Requirements
Reproduce all the material exactly, minus any pictures it holds.

-*-

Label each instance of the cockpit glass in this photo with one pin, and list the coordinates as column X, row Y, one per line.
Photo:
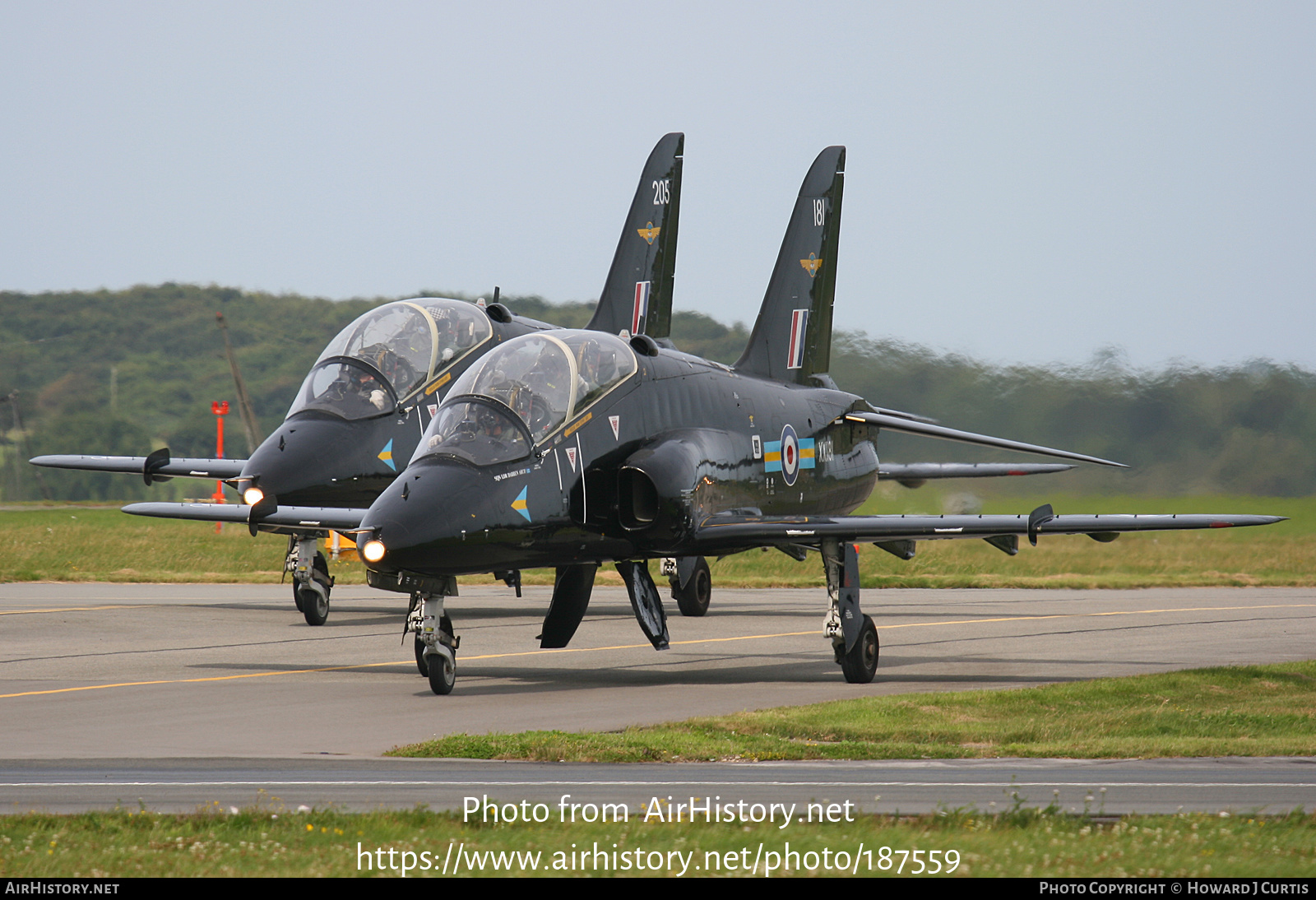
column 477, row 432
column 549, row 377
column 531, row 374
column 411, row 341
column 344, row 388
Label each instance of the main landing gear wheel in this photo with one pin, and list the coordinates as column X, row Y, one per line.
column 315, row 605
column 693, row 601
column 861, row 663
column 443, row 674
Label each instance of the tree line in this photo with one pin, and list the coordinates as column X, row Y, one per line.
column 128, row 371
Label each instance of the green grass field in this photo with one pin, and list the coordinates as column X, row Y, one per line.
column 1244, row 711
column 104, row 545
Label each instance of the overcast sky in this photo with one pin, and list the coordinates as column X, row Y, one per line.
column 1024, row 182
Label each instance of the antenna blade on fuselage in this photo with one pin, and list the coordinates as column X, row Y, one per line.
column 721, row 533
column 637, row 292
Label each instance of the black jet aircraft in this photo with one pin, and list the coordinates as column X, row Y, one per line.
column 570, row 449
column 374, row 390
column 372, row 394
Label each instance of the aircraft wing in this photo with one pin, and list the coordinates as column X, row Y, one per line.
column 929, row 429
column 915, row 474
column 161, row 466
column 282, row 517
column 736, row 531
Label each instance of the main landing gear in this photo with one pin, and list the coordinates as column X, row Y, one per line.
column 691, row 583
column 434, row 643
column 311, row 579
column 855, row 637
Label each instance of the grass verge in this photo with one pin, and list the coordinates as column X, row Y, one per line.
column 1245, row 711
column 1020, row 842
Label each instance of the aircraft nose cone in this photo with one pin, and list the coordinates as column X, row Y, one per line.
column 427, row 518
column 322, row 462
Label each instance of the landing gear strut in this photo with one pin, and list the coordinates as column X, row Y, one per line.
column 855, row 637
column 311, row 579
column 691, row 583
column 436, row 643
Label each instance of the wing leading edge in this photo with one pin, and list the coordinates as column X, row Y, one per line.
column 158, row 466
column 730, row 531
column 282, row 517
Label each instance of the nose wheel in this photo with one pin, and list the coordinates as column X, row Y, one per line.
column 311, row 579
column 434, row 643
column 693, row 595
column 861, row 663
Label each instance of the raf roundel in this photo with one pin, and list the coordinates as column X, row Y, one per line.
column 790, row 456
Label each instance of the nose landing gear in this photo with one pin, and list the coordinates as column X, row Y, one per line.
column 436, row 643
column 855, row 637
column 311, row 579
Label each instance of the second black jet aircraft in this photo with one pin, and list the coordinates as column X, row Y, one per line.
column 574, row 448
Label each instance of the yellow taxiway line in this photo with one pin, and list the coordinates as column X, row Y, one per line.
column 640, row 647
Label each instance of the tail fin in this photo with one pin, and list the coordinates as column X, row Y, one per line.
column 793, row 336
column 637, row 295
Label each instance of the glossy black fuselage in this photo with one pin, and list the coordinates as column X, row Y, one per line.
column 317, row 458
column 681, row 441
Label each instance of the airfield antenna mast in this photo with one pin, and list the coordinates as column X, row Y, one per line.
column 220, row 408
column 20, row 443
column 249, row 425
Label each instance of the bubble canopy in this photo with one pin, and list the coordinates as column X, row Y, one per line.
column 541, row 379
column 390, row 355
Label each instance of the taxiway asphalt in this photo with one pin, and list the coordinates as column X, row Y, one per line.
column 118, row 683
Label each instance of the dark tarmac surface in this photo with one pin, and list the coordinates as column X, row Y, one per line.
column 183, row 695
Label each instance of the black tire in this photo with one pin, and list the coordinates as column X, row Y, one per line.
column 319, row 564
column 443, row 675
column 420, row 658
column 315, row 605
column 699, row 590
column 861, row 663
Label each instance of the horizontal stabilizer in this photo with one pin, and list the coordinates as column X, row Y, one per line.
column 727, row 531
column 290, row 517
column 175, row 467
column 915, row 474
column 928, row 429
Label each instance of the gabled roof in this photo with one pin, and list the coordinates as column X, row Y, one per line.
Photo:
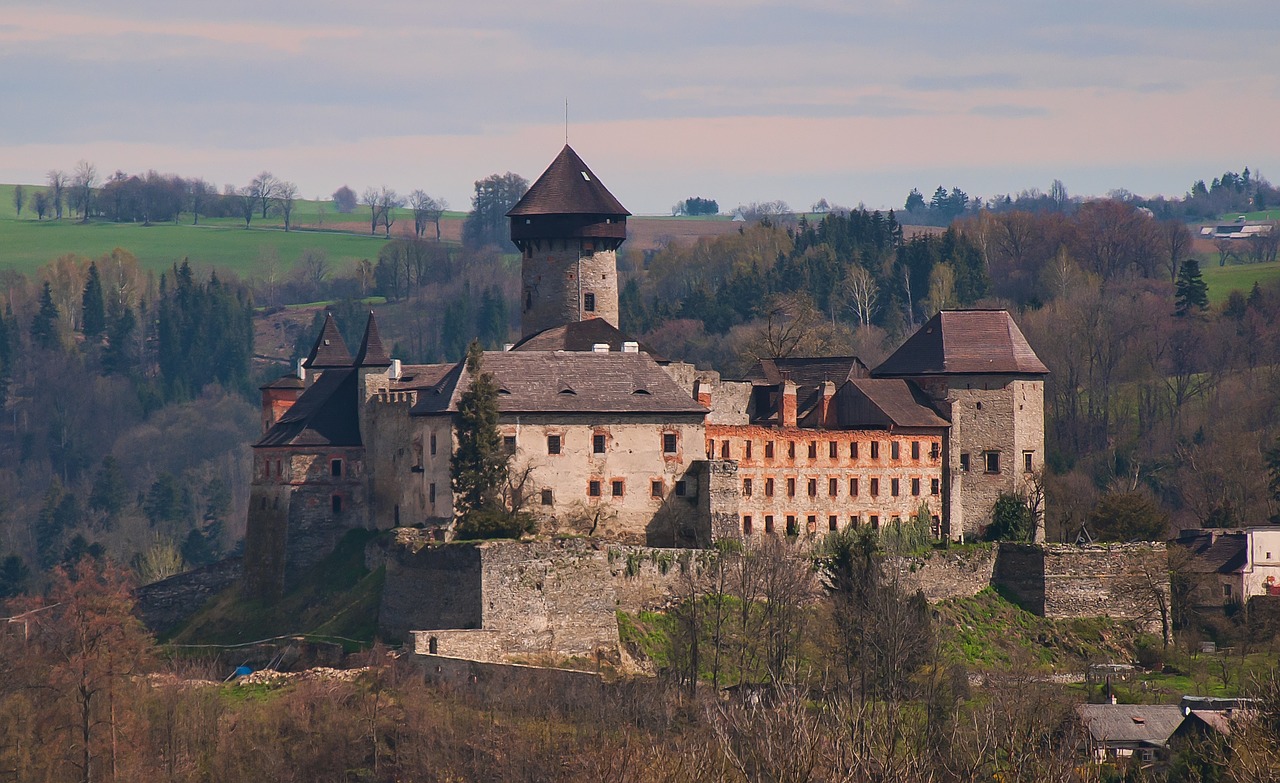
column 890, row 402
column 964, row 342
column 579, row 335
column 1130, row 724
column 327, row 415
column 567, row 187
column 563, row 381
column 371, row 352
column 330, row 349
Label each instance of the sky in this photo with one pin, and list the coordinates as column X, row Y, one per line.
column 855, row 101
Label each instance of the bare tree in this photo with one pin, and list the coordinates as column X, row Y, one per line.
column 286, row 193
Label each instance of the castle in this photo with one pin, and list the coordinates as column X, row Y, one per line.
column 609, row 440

-*-

Worked solution
Label each instance of the cockpit glass in this photo with one pin, and list the coordinates as column X, row Y, one per line.
Photo:
column 477, row 432
column 549, row 377
column 531, row 374
column 411, row 341
column 344, row 388
Label each instance of the main landing gear wheel in this photo with one pin, and list the coordinates as column X, row Y, one per line.
column 315, row 605
column 693, row 601
column 861, row 663
column 443, row 674
Label each instance of the tree line in this photo with one pin, and list the coordinates as column X, row Y, one per line.
column 128, row 371
Label each instance of the green grass field in this photo with one pin, and list the coordinates as column X, row Y, one per line.
column 1244, row 711
column 104, row 545
Label each instance of the overcast sky in this photo with one pin, and list the coordinates as column X, row Y, one per line.
column 1024, row 182
Label each instance of the antenna blade on fuselage in this photo with one pin, and list the coordinates as column X, row Y, one per line.
column 721, row 533
column 637, row 292
Label each instance of the black jet aircraft in this photo with one pin, and list the coordinates as column X, row Y, one per line.
column 570, row 449
column 374, row 390
column 372, row 394
Label each instance of the aircraft wing in this photo with one pin, and list the coordinates as column X, row Y, one per line.
column 929, row 429
column 915, row 474
column 161, row 466
column 282, row 517
column 736, row 531
Label each instance of the main landing gear in this photo with one pin, and list the coordinates as column X, row Y, one per line.
column 691, row 583
column 434, row 643
column 311, row 579
column 855, row 637
Label each instance of the grass verge in this photo with one pin, and list the coordinates as column X, row Y, one per line.
column 1245, row 711
column 1020, row 842
Label each instance of the aircraft nose cone in this photo with one pin, and list the coordinates as column X, row Y, one per line.
column 427, row 518
column 322, row 462
Label each instance of the landing gear strut in this photo with one pin, and list the coordinates as column X, row Y, one per line.
column 855, row 637
column 311, row 579
column 691, row 583
column 436, row 643
Label each instance of the wing leading edge in this photo with one pin, and list the coordinates as column X, row Y, one per line.
column 158, row 466
column 730, row 531
column 282, row 517
Label each instance of the nose wheel in this photo with one pin, and list the coordinates as column X, row Y, one per line.
column 311, row 579
column 434, row 643
column 693, row 595
column 861, row 663
Label each instance of the raf roundel in this photo with one pin, and list the coordinates as column X, row Y, one per line.
column 790, row 456
Label each instance of the nose landing gear in this photo with one pin, and list the coordinates as column X, row Y, one per line.
column 436, row 643
column 855, row 637
column 311, row 579
Label each instance of the second black jet aircraft in this photo with one pin, and list the coordinates as column X, row Y, one per line.
column 574, row 448
Label each instance of the yellow taxiway line in this photo with one pin, and list the coordinates as column X, row Y, one per line.
column 640, row 647
Label each instance of the tail fin in this photo with one pin, and list the coordinates as column X, row Y, one per line.
column 793, row 336
column 637, row 295
Label each instance of the glossy black fuselage in this photo with one pin, and list the coordinates as column X, row Y, one per line.
column 317, row 458
column 681, row 441
Label each instance of the airfield antenna mast in this photo with one pin, and list the coordinates as column X, row Y, one per line.
column 220, row 408
column 20, row 443
column 249, row 425
Label each instance of the bubble canopy in this photo with one pin, and list the coordinates as column X, row Y, one per line.
column 541, row 379
column 390, row 355
Label each instance of the taxiway asphalt in this photo with one pin, and list the coordinates as column X, row Y, one per line.
column 118, row 683
Label each instance of the dark tarmac surface in this photo with one pin, and list the coordinates as column X, row Y, one per line.
column 183, row 695
Label each instance of the black tire in this photo with one pin, and list the coordinates as column X, row Y, one per line.
column 319, row 564
column 443, row 675
column 420, row 658
column 315, row 605
column 699, row 590
column 861, row 663
Label each instance of the horizontal stabilizer in this photo with one pin, and list the coordinates as column X, row Y, one per line.
column 727, row 531
column 290, row 517
column 175, row 467
column 915, row 474
column 928, row 429
Label each instance of the gabled roof in this photo with one pin, and list the coordinates as column X, row Y, one per line.
Photo:
column 890, row 402
column 964, row 342
column 579, row 335
column 1130, row 724
column 327, row 415
column 567, row 187
column 563, row 381
column 371, row 352
column 330, row 349
Label each instance of the sky in this photo with one pin, and list the coordinates as column X, row Y, one per line.
column 855, row 101
Label each instance of the bare tree in this photo with one pin, and list the coordinates as column X, row Y, one per line.
column 286, row 193
Label each instance of the castle in this photo with one pin, and list the coordinates as column X, row Y, one per line.
column 609, row 440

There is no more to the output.